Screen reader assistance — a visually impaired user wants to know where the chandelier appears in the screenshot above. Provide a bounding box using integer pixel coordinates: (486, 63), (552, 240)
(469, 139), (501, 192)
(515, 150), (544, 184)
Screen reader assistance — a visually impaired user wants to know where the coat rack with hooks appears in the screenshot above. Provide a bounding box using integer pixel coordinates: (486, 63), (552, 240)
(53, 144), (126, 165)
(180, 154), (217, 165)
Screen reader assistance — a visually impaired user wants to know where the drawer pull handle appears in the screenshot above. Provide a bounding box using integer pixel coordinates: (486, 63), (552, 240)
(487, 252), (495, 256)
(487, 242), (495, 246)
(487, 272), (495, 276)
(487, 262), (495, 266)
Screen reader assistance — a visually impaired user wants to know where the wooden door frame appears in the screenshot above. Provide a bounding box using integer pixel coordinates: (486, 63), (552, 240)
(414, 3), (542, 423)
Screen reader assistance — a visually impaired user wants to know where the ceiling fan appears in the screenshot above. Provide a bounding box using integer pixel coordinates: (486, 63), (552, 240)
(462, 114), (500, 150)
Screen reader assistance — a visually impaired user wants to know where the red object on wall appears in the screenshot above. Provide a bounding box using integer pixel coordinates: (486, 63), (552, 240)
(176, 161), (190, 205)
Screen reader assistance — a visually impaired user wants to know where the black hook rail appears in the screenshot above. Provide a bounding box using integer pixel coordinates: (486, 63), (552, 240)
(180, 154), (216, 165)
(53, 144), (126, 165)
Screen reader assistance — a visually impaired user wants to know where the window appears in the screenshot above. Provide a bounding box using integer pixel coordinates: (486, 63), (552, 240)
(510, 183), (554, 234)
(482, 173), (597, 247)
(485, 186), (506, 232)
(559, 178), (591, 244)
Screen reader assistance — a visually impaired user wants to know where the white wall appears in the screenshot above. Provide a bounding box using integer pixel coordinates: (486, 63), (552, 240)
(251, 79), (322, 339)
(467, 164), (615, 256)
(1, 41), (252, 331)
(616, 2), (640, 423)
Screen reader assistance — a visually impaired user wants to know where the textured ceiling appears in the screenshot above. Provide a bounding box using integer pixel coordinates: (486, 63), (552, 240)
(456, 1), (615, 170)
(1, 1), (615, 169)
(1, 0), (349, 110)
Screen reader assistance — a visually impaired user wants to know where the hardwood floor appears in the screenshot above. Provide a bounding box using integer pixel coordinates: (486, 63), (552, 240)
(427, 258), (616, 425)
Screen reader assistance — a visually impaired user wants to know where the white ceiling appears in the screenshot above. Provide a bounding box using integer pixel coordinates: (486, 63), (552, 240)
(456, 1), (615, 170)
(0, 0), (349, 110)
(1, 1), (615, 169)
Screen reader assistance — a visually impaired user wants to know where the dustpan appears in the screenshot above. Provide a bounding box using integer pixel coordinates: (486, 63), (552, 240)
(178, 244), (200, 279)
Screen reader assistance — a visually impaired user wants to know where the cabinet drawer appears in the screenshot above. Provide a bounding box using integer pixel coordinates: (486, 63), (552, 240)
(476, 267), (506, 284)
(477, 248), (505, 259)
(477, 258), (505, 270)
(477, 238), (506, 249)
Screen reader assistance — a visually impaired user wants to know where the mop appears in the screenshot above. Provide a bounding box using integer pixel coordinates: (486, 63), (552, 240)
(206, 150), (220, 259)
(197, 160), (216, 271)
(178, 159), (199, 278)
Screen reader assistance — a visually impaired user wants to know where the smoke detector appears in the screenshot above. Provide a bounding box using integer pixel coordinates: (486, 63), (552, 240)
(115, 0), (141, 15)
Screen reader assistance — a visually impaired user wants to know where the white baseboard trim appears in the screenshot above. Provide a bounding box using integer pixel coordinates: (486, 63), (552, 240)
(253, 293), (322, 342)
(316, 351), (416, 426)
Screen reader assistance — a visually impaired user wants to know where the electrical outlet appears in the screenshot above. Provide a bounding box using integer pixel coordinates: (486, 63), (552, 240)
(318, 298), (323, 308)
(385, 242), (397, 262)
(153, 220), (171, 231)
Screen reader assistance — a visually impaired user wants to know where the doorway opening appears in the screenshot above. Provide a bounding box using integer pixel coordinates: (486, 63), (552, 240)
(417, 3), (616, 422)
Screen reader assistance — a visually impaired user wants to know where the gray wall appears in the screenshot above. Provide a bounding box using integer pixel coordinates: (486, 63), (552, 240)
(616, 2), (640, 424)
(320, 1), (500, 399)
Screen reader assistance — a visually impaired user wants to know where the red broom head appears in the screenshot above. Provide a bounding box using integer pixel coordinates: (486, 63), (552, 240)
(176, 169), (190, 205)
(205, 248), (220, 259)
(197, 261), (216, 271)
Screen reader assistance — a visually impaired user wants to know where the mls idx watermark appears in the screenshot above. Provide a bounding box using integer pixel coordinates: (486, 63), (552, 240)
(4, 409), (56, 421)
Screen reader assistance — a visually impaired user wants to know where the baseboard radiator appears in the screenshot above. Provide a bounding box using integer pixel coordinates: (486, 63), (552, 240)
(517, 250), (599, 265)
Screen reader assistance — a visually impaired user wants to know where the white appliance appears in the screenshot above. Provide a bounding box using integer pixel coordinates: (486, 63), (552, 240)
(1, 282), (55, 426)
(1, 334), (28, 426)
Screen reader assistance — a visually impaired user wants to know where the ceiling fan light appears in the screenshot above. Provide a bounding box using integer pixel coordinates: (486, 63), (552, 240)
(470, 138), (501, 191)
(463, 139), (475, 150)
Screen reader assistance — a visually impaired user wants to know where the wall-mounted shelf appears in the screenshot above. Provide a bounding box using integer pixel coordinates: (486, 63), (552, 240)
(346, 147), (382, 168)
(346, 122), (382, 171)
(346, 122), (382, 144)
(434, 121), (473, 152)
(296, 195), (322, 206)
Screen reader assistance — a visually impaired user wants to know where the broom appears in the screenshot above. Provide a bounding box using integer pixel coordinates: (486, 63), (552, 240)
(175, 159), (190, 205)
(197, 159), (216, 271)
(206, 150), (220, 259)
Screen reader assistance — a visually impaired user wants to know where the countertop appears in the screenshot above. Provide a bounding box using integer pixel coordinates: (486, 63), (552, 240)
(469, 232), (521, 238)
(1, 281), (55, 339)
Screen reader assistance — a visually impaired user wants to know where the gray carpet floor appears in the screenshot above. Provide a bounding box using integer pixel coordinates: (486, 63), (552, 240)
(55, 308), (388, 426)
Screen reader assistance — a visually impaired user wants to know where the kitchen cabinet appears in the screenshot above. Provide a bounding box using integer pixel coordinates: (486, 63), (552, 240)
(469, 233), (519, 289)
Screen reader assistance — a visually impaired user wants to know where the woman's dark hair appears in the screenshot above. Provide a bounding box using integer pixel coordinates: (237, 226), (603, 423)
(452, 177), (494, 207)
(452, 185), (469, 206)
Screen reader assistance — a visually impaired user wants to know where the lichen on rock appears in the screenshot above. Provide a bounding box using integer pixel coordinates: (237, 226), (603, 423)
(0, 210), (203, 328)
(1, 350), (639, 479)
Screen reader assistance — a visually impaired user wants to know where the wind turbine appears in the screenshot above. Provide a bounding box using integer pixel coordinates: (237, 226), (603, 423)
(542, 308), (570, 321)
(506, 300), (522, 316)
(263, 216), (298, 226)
--- --- ---
[What is required]: In full and unchanged, repeat the data above.

[Completed exercise]:
Screen reader assistance — a visually impaired user wants to know where the chandelier appears in the screenshot above. Provide a bounding box using integer pixel coordinates: (486, 63), (552, 240)
(469, 139), (501, 192)
(515, 150), (544, 184)
Screen reader assistance — a visually impaired user wants to know where the coat rack with hooks appears in the screenshot above. Provide a bounding box using integer pixel coordinates: (486, 63), (552, 240)
(53, 144), (126, 165)
(180, 154), (217, 165)
Screen reader assistance — a visually impaired user wants to know where the drawer pull handle appears in the screenshot above. Provide a bounding box using integer pixel coordinates: (486, 63), (552, 240)
(487, 252), (495, 256)
(487, 242), (495, 246)
(487, 272), (495, 276)
(487, 262), (495, 266)
Screen reader assistance — a visually impaired user wants to know where the wooden door frame appears in the screenshot above. Provide a bounding box using integer pixel coordinates: (486, 63), (552, 240)
(414, 3), (542, 423)
Screen reader assistance — a visually impaired user wants to know where the ceiling fan appears in the screenshot above. Provide a bounding box using integer pixel coordinates: (486, 63), (552, 240)
(462, 114), (500, 150)
Screen reader assistance — a visually impaired user wants to know where the red object on wall appears in the screenshot above. Provide a bounding box using integer pixel coordinates: (486, 63), (552, 240)
(176, 161), (190, 205)
Screen reader assistance — a visually impaired user wants to know where the black hook rail appears in the screenshot above. Provide a bounding box using integer pixel coordinates: (486, 63), (552, 240)
(180, 154), (216, 165)
(53, 144), (126, 165)
Screen reader assistance — a visually impaired user wants to know where the window appears in the screenshot above. Provide a bounding box using integer pixel coordinates: (486, 63), (552, 240)
(510, 183), (554, 234)
(482, 173), (597, 247)
(485, 186), (506, 232)
(559, 178), (591, 244)
Screen reader assistance — a visually impaired user wants to know where the white wall appears in the screenshot above. Provide a bounding box using integer pixel coordinates: (486, 63), (552, 240)
(251, 79), (322, 339)
(467, 164), (615, 256)
(1, 41), (252, 331)
(616, 2), (640, 423)
Screen reader assistance — a visually impaired user wants to know where the textured ceiling appears in the screenshot above. Provide a bounding box using integer pixel coordinates: (486, 63), (552, 240)
(456, 1), (615, 170)
(1, 1), (615, 169)
(1, 0), (349, 110)
Screen reader assistance — a visually impaired user wants to know where the hardwood floor appears in the screenshot above. Provide a bounding box using integer pixel coordinates: (486, 63), (552, 240)
(427, 258), (616, 425)
Screen reader assistance — a visually impaired user wants to know where the white ceiling appears in the screenshot above. Provide a bounding box using integer pixel coordinates: (486, 63), (552, 240)
(456, 1), (615, 170)
(0, 0), (349, 110)
(1, 1), (615, 169)
Screen reader assistance — a visually impaired user wants to know where the dustpan appears in the screenshot above. Provide a bounding box using integer pixel coordinates: (486, 63), (552, 240)
(178, 244), (200, 279)
Screen reader assistance — a visually impaired user wants to know where the cabinet drawer appears in the screenshot above. Provide a bounding box using integer pixel coordinates: (486, 63), (552, 240)
(476, 267), (506, 284)
(477, 248), (505, 259)
(477, 258), (505, 270)
(477, 238), (506, 249)
Screen reader assistance — a visually impaired user wants to know where the mop appears in the screenshot above. Provide a bounding box using integer pixel coordinates: (486, 63), (552, 240)
(206, 150), (220, 259)
(197, 160), (216, 271)
(178, 159), (199, 278)
Screen reader assistance — a visually impaired user wants to know where the smoke detector appears in the screenshot above. Provide a bounding box using integer pixel coordinates: (486, 63), (552, 240)
(115, 0), (141, 15)
Screen reader assistance — a visually impaired user wants to know where the white baseboard trim appears in the screenshot above. Provide a bounding box using integer pixel coordinates: (486, 63), (552, 240)
(253, 293), (322, 342)
(316, 351), (416, 426)
Screen reader assistance — a visually impaired user wants to know where the electrical outlet appears in the screenshot above. Provide a bounding box using integer pixel coordinates: (486, 63), (552, 240)
(318, 298), (323, 308)
(385, 242), (397, 262)
(153, 220), (171, 231)
Screen reader assistance — a visually impaired user wants to know where the doorway opening appears in the screenshot above. Provide a bounding box using integer pixel coordinates: (486, 63), (552, 240)
(417, 3), (616, 422)
Screen reader assistance — a visually impaired user wants to know where the gray wall appears in the screenshot above. Provide a bounding box using integer pixel coordinates: (486, 63), (552, 240)
(616, 2), (640, 424)
(320, 1), (500, 399)
Screen reader assistance — a visually impaired user wants to know where the red broom head appears in the screenshot above. Provide a bounding box using integer pixel coordinates: (486, 63), (552, 240)
(176, 169), (190, 205)
(205, 248), (220, 259)
(197, 261), (216, 271)
Screen reader assistance — a visually impaired user wants to know where the mls idx watermark appears in the screenshot above. Provide a bounding box using integer pixel coordinates: (486, 63), (552, 240)
(4, 409), (56, 421)
Screen reader assistance — a visually impaired user wants to know where the baseboard radiator appears in the screenshot above. Provide a bounding box using integer pixel coordinates: (486, 63), (552, 240)
(517, 250), (599, 265)
Screen reader assistance — a visually impaired user wants to know where the white appliance appears in the screenshot above. Provide a bounding box using integer pixel coordinates: (486, 63), (552, 240)
(1, 282), (55, 426)
(1, 334), (28, 426)
Screen reader assistance — a visually impaired user wants to know where the ceiling fan light appears in the screenshot above. Provide a bounding box using integer pixel coordinates: (486, 63), (552, 240)
(470, 138), (501, 191)
(463, 139), (475, 150)
Screen reader assistance — a visually impaired user wants to know where the wall-mounted shelf appears in the screenshot above. Provide a bounding box using integer pixel coordinates: (486, 63), (552, 240)
(346, 147), (382, 168)
(346, 122), (382, 171)
(346, 122), (382, 144)
(434, 121), (473, 152)
(296, 195), (322, 206)
Screen reader assistance — a visually impaired user wants to know where the broom appears in the screenshot above. Provide a bounding box using integer pixel coordinates: (486, 63), (552, 240)
(175, 159), (190, 205)
(197, 159), (216, 271)
(206, 150), (220, 259)
Screen reader assistance — a visually impaired user wants to know where the countertop appears in the screenshot above. Provide a bounding box using integer pixel coordinates: (486, 63), (552, 240)
(469, 232), (521, 238)
(1, 281), (55, 339)
Screen reader assistance — a visually impaired user wants to know where the gray carpet floor appears in the screenshot above. Provide a bounding box using integer pixel coordinates: (486, 63), (552, 240)
(55, 308), (388, 426)
Screen reader assistance — a visually impaired user wants to know where the kitchen cabinet appears in the screenshot above. Provide a bounding box using integer pixel coordinates: (486, 63), (552, 240)
(469, 233), (519, 289)
Screen reader assistance — a visually impaired user wants to know where the woman's dark hair appears in the screenshot above. Provide a bounding box using integer pixel coordinates: (237, 226), (603, 423)
(452, 177), (494, 207)
(452, 185), (469, 206)
Screen reader assistance — a visually impaired user wants to know where the lichen on rock appears in the screenshot above. Provide a bounding box using integer pixel coordinates: (237, 226), (603, 423)
(0, 210), (203, 328)
(1, 350), (639, 479)
Screen reader assistance — a visually impaired user wants to know where the wind turbine appears in the screenshot above. Provide a bounding box using integer pixel coordinates: (237, 226), (603, 423)
(542, 308), (570, 321)
(506, 300), (522, 316)
(263, 216), (298, 226)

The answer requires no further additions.